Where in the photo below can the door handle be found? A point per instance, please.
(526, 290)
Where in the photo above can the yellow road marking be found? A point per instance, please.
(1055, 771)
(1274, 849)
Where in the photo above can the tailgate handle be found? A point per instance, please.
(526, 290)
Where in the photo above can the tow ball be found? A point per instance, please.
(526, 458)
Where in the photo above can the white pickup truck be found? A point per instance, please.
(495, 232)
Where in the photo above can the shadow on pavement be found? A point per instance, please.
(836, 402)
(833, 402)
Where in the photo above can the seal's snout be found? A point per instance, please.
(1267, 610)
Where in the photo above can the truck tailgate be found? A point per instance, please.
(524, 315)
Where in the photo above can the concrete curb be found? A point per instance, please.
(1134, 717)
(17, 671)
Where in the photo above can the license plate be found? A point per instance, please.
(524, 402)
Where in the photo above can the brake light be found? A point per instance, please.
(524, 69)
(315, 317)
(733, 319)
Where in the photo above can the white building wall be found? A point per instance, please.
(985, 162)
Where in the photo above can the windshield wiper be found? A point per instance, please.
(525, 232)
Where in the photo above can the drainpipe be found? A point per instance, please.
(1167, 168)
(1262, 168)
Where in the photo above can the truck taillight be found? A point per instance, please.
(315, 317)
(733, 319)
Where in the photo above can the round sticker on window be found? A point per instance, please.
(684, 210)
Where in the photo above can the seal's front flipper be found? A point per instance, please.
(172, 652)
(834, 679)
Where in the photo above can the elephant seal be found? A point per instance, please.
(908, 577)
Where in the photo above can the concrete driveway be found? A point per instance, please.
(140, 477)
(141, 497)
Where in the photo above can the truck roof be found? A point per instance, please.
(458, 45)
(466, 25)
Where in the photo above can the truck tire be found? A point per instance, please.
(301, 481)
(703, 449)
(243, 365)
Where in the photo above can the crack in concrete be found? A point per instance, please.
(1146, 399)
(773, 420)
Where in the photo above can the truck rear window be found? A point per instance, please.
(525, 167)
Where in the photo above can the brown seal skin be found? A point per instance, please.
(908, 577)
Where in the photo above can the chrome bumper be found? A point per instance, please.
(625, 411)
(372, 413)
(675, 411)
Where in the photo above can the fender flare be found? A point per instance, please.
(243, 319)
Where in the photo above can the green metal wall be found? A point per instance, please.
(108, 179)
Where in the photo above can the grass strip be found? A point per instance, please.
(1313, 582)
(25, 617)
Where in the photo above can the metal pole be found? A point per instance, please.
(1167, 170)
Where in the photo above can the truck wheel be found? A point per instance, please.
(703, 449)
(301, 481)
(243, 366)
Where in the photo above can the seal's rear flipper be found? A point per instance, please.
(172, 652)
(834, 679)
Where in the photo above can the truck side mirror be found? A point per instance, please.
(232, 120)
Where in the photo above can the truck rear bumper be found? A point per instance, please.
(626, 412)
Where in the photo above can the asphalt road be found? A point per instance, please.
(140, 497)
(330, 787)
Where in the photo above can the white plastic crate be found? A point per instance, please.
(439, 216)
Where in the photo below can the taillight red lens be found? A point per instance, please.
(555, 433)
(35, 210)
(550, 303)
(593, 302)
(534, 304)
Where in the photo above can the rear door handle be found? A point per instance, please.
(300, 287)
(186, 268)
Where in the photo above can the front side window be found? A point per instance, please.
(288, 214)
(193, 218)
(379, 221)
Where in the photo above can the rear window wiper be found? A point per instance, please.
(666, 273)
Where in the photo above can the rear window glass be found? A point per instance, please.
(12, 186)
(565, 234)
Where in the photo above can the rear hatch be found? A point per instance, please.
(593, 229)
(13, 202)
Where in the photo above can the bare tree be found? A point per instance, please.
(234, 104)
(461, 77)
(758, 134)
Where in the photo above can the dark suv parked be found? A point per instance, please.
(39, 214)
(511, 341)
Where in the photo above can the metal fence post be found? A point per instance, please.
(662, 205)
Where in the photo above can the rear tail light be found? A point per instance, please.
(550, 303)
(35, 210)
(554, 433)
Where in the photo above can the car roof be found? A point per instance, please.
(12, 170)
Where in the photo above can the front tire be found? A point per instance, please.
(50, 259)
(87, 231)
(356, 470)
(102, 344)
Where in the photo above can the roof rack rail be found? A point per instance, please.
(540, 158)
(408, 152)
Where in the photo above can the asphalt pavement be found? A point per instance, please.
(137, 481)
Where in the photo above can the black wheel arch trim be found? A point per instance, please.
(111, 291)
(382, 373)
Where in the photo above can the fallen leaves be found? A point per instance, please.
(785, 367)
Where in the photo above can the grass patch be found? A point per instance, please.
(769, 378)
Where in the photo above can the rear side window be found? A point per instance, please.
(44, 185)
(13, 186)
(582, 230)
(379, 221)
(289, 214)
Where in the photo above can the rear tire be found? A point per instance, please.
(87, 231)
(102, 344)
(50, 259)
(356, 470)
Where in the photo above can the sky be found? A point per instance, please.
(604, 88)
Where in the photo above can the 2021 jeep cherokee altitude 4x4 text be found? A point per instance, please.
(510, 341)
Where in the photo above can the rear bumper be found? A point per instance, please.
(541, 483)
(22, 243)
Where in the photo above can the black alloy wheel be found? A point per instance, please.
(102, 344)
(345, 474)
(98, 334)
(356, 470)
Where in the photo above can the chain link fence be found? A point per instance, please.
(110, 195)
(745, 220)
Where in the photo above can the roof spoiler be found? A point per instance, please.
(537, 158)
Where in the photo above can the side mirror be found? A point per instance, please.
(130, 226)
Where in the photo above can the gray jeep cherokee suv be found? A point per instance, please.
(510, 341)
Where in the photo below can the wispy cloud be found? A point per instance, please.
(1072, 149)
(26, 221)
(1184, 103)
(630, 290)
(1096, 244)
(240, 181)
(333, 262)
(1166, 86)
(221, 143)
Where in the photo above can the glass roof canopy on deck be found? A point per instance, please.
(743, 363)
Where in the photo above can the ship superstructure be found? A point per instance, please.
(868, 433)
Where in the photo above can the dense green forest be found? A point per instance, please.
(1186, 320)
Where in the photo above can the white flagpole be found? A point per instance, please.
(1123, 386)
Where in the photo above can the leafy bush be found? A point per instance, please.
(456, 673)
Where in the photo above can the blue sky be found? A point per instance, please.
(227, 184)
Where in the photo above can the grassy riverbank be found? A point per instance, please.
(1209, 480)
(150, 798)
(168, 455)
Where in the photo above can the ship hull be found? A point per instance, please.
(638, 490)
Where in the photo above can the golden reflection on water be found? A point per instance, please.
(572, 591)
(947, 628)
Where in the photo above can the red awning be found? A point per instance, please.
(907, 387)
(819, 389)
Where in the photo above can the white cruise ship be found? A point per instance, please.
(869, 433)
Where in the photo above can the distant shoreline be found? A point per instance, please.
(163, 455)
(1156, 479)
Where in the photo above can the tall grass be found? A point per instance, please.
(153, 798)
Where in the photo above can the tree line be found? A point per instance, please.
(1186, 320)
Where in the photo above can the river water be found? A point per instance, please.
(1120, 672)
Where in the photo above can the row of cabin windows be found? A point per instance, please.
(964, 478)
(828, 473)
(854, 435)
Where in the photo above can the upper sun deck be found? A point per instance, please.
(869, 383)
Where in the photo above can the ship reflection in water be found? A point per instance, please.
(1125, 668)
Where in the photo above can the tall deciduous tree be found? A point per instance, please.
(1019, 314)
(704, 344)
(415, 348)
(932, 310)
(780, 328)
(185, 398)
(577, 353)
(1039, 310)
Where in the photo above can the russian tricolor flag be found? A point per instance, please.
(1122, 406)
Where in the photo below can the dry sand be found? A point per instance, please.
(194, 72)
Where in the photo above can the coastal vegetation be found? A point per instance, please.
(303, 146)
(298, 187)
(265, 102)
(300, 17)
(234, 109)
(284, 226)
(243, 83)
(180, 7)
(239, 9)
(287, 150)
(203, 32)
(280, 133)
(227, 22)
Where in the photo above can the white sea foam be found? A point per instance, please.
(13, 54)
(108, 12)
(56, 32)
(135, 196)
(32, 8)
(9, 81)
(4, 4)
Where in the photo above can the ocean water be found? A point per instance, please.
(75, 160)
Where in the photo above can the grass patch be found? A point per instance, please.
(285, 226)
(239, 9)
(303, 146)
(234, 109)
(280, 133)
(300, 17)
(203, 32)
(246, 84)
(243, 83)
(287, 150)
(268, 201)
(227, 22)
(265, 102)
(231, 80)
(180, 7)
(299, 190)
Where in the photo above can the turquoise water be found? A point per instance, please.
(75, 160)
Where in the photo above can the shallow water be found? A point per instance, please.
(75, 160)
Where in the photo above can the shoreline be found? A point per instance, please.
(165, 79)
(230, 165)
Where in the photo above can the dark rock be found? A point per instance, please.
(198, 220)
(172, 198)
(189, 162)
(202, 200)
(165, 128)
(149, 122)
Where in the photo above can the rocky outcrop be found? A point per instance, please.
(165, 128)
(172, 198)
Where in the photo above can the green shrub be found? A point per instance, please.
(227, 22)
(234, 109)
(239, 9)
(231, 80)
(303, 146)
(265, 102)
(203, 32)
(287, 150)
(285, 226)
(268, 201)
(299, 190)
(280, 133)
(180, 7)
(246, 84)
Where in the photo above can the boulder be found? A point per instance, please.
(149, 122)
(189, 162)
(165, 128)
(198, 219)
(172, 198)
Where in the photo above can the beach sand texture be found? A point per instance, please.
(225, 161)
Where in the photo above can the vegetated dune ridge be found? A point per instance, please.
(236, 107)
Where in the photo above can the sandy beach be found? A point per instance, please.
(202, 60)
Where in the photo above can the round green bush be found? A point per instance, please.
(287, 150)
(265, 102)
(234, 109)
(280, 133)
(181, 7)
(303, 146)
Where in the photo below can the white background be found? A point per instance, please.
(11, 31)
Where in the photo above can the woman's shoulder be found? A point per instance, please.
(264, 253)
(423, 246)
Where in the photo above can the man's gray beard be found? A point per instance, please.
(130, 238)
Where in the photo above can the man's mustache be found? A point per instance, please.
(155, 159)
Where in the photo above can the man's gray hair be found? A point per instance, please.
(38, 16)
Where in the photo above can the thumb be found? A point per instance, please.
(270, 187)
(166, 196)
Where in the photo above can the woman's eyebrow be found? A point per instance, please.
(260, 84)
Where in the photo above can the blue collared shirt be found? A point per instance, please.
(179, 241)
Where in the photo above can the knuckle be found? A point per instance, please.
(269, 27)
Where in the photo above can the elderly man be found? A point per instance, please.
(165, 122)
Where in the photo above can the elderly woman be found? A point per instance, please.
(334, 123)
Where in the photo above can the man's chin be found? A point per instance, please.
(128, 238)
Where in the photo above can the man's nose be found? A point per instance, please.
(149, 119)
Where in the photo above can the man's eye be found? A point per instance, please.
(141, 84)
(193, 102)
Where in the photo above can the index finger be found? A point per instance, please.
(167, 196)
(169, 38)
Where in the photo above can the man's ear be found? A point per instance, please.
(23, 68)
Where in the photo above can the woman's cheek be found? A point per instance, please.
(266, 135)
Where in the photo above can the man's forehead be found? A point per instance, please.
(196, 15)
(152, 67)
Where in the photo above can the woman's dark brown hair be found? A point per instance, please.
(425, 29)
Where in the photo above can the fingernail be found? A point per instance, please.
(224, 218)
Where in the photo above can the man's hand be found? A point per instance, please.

=======

▶ **ASSIGNMENT**
After locating the line that contains "Where in the photo above can the woman's cheek", output it and the remaining lines of the material above, exactly as they read.

▶ **OUTPUT OF THE EXERCISE**
Where in the photo above can the woman's cheek be found? A point per instance, please.
(266, 135)
Where in the photo above can the man's forehead be found? A point per instance, please.
(196, 15)
(152, 67)
Where in the photo above can the woman's dark brown hair be found? A point per instance, please.
(425, 29)
Where in the photo above can the fingernail be found? A point per instance, please.
(224, 218)
Where in the photo above can the man's hand be found? A point per instance, please.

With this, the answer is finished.